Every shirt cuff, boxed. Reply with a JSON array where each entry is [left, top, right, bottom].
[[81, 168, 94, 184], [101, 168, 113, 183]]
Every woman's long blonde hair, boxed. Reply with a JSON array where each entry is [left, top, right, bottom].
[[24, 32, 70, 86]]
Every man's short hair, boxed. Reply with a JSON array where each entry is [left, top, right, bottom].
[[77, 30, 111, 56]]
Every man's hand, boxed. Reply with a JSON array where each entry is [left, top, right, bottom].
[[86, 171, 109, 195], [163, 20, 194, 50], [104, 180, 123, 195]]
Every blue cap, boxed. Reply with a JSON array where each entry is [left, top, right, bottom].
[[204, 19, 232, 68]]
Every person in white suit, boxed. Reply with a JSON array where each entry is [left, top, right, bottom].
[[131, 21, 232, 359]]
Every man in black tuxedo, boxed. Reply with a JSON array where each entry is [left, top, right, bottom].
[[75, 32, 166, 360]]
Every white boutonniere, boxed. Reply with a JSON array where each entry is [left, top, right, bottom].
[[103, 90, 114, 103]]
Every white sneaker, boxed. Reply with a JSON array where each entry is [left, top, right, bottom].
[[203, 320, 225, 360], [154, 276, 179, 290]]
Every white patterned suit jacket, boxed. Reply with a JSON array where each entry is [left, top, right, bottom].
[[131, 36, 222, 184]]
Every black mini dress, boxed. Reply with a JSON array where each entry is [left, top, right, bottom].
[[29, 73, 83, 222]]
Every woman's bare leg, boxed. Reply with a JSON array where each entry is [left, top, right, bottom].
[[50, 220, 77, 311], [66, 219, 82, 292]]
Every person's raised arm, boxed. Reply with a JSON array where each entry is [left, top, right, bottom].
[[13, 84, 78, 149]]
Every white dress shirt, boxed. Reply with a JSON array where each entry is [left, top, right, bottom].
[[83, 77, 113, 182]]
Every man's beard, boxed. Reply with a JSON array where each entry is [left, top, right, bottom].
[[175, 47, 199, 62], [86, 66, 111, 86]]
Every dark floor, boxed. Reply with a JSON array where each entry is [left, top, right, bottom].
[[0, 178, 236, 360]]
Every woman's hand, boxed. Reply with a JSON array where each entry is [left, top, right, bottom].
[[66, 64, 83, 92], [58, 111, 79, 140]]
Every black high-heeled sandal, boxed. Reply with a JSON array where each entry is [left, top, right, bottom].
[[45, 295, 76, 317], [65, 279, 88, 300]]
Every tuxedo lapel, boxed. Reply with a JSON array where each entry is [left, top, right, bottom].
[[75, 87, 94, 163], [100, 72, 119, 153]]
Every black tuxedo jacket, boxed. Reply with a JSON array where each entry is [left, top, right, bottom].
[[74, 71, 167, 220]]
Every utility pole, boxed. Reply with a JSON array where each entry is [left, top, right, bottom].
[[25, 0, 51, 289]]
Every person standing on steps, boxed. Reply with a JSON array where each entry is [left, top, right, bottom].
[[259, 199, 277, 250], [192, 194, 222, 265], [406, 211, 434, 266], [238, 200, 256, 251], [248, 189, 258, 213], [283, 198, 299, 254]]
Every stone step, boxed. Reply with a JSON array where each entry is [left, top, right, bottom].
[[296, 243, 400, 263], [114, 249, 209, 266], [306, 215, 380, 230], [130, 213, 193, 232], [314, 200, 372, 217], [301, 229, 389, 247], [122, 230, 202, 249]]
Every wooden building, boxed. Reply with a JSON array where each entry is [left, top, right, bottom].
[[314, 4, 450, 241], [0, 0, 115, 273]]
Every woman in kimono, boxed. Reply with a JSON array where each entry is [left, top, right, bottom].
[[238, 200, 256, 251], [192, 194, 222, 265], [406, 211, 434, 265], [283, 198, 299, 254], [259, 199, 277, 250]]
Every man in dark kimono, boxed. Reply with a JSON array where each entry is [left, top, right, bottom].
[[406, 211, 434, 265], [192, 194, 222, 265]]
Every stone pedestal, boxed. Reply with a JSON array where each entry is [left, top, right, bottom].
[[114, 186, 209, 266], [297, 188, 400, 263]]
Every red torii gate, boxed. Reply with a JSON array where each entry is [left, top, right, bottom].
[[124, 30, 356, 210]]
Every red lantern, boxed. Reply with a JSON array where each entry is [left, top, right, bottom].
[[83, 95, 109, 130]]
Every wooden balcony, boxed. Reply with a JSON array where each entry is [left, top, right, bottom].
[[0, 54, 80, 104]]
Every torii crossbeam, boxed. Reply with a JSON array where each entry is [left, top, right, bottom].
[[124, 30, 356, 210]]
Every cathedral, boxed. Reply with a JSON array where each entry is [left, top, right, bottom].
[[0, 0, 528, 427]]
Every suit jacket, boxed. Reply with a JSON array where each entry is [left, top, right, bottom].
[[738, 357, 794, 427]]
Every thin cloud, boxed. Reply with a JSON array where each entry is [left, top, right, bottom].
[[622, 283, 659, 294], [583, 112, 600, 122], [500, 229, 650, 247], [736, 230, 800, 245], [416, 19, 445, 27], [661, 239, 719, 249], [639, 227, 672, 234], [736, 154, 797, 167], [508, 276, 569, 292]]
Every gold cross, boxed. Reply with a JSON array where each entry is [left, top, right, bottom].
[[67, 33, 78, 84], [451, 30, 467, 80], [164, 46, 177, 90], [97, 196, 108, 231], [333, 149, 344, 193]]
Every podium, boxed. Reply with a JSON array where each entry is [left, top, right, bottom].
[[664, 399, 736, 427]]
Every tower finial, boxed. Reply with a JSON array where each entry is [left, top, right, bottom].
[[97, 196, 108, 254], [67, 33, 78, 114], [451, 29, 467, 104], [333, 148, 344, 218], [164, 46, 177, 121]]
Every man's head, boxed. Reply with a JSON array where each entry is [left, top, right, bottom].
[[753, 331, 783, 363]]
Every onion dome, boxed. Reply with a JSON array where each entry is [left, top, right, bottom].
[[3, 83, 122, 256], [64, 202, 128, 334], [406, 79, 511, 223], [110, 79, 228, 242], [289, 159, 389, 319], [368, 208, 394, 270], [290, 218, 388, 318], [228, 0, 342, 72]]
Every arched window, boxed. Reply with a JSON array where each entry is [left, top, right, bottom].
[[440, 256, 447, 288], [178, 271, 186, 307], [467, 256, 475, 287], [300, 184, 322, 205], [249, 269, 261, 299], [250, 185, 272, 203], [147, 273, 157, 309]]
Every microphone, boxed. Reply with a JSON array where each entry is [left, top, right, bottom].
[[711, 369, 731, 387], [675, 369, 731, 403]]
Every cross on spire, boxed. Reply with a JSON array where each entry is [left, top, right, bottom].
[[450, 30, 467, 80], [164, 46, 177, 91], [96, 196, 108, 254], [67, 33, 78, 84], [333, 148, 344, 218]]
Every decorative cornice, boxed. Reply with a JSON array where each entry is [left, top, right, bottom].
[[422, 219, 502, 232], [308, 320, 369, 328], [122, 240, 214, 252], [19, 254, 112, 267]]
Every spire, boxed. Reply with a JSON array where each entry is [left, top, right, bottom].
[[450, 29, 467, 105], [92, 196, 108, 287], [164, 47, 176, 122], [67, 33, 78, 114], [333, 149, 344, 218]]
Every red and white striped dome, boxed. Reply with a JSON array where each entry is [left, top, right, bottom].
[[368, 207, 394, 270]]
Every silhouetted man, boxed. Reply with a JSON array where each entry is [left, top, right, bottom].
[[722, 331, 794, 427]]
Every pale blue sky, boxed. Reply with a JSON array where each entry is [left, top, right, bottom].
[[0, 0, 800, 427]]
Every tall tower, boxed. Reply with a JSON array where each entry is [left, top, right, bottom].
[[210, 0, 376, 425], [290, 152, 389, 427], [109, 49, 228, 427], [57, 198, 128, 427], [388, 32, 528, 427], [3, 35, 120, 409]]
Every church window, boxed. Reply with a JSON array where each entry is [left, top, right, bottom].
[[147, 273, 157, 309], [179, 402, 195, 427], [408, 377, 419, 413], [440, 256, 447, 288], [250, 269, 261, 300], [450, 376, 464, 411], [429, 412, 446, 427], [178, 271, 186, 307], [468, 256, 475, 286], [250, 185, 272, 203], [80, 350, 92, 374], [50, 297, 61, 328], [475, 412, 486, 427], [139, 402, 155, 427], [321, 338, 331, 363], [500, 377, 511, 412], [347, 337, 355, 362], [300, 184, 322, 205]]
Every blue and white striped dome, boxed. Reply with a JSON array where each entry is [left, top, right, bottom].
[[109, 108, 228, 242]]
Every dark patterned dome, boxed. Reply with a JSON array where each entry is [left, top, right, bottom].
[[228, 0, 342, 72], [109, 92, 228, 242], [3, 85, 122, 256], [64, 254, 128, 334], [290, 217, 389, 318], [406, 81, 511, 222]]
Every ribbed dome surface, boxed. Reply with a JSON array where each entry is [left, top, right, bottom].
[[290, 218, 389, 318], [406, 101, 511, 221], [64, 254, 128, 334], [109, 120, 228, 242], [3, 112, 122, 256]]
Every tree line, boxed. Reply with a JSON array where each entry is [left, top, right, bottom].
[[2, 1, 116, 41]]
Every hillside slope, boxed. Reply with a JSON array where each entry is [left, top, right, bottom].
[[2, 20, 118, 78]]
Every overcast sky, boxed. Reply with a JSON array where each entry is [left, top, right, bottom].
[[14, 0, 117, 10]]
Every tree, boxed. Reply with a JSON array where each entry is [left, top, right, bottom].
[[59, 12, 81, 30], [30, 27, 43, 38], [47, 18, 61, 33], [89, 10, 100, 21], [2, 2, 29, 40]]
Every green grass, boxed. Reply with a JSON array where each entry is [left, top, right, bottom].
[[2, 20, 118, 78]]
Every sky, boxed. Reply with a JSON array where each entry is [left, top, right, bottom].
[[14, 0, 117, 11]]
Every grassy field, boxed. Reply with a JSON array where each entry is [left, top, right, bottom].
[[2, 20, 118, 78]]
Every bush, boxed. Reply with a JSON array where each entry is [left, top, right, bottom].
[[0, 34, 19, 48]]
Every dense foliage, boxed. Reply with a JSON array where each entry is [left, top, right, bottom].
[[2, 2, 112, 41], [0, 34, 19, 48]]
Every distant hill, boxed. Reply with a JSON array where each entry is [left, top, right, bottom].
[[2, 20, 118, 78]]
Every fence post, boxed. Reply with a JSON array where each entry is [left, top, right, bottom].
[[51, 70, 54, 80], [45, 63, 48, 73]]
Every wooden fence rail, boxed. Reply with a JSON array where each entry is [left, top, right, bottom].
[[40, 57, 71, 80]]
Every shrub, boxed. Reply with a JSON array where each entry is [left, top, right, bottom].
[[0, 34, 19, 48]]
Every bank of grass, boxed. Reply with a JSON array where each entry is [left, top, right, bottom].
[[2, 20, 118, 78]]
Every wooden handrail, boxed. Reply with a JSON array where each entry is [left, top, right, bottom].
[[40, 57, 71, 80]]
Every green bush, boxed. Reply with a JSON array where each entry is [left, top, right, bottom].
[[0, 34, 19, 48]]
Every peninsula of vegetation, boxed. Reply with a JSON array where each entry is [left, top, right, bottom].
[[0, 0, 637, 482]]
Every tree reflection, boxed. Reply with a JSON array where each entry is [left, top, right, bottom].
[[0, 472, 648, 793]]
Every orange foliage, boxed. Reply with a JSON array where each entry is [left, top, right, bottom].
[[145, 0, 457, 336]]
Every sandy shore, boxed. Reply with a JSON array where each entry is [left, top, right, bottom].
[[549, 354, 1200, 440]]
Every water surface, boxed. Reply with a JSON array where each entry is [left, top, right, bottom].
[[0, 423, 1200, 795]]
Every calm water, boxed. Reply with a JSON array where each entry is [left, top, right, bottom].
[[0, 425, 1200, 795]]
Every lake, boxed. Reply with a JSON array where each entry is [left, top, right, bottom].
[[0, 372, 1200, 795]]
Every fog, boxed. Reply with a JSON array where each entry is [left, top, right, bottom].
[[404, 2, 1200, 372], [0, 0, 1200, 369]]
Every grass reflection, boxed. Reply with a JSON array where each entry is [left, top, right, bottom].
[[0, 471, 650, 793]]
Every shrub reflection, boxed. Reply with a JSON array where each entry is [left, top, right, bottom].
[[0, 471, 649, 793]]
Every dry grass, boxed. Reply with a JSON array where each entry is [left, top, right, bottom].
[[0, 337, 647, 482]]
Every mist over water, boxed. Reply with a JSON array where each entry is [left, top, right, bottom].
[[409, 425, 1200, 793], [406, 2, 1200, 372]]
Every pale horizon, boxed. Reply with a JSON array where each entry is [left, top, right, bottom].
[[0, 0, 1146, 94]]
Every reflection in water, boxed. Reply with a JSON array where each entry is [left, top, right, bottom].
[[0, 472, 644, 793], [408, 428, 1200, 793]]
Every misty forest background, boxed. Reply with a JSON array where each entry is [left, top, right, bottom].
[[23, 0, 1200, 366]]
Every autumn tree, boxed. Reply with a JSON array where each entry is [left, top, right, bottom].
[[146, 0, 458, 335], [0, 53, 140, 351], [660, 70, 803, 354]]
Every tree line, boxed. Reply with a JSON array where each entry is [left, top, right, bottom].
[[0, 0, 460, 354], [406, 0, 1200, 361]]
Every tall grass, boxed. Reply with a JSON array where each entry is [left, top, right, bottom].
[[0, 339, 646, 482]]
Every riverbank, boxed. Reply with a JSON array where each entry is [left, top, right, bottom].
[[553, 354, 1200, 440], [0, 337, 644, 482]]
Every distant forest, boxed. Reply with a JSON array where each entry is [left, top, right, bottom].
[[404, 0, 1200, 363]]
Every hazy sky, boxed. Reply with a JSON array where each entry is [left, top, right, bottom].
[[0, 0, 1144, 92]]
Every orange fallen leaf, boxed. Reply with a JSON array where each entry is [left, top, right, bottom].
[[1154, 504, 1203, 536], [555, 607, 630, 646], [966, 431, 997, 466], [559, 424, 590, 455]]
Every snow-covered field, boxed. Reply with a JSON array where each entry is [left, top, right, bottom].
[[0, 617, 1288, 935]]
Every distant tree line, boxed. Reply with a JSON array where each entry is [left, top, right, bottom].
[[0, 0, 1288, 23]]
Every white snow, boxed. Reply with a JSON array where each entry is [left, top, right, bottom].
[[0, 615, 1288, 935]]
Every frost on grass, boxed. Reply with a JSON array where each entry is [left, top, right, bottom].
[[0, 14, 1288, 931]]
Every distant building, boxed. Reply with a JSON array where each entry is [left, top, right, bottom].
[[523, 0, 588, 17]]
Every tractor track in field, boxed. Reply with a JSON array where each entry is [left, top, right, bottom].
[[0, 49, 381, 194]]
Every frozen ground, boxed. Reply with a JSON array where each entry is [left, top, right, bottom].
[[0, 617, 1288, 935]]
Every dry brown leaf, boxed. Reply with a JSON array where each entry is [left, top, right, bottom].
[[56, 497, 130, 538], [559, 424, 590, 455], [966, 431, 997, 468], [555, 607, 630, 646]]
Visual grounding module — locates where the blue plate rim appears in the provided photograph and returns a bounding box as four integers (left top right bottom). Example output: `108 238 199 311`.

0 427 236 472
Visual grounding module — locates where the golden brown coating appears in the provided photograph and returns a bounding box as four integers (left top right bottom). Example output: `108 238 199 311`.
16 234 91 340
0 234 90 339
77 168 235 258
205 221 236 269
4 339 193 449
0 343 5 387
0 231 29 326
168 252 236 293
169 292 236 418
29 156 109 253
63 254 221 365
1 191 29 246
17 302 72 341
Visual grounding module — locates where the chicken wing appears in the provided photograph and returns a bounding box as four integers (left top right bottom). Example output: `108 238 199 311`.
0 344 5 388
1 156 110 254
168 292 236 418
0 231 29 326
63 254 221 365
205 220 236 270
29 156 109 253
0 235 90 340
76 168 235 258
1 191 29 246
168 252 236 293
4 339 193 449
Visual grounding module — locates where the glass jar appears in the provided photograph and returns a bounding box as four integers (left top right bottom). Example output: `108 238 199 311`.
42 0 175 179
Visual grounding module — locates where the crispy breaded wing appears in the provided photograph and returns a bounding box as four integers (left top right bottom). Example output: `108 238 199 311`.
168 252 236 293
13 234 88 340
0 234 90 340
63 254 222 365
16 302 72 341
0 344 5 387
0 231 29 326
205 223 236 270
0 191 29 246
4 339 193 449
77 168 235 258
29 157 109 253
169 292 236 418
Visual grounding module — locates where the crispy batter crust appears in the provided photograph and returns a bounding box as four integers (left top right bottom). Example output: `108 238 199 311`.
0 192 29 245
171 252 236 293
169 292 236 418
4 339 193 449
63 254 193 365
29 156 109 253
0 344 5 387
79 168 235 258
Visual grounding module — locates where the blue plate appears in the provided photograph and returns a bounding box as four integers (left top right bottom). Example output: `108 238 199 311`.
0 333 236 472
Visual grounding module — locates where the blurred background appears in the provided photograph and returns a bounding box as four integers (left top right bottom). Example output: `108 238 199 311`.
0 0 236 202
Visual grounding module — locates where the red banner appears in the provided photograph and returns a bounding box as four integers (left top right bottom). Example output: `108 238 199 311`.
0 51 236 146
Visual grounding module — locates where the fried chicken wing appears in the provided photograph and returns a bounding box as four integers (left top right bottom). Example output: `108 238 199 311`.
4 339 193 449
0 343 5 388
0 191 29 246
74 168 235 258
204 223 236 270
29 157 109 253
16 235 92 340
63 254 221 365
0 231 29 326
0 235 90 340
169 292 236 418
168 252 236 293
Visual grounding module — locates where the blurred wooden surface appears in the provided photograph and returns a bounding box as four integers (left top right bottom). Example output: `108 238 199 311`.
□ □ □ □
**The problem:** Please repeat the rows word for word, starting with the first line and going on through the line with "[[0, 178, 236, 360]]", including both of those lines.

**Correct answer:**
Every shirt cuff, boxed. Reply with a JSON array where each entry is [left, top, right, bottom].
[[81, 168, 94, 184], [101, 168, 113, 183]]
Every woman's long blonde hair, boxed. Reply with a JSON array where each entry is [left, top, right, bottom].
[[24, 32, 70, 86]]
Every man's short hair, boxed. Reply with a JSON array where each entry is [left, top, right, bottom].
[[77, 30, 111, 56]]
Every man's hand, boxed. Reply with a JSON array where each entry is [left, top, right, bottom].
[[86, 171, 109, 195], [163, 20, 194, 50], [104, 180, 123, 195]]
Every blue cap, boxed. Reply with a JSON array where each entry is [left, top, right, bottom].
[[204, 19, 232, 68]]
Every person in white suit, boxed. Reply with a JSON array where each entry is [left, top, right, bottom].
[[131, 21, 232, 359]]
Every man in black tuxedo, boxed. Reply with a JSON array where each entry is [left, top, right, bottom].
[[75, 32, 166, 360]]
Every white boutonniere, boxed. Reply with a JSON array where each entry is [left, top, right, bottom].
[[103, 90, 114, 103]]
Every white sneaker, boxed. Reply with a JSON array where each entry is [left, top, right, bottom].
[[203, 320, 225, 360], [154, 276, 179, 290]]
Every white patterned suit jacket, boxed. Reply with a JSON array where each entry is [left, top, right, bottom].
[[131, 36, 222, 184]]
Every black mini dress, boxed. Reply with a JSON array where each entry is [left, top, right, bottom].
[[29, 73, 83, 222]]
Every woman's bare leg, boxed. Reply with a JSON array where each entry is [left, top, right, bottom].
[[50, 220, 77, 311], [66, 219, 82, 292]]
Every person's raised arm, boxed. Reply with a JSON array where each entry is [left, top, right, bottom].
[[13, 84, 78, 149]]
Every white dress shirt, boxed. Reply with a JSON array where each entry is [left, top, right, bottom].
[[83, 77, 113, 182]]
Every man's beard, boxed. Reply with a JSON array where each entry is [left, top, right, bottom].
[[175, 47, 199, 62], [86, 66, 111, 86]]
Every dark floor, boxed. Reply with a JSON array where each entry is [left, top, right, bottom].
[[0, 178, 236, 360]]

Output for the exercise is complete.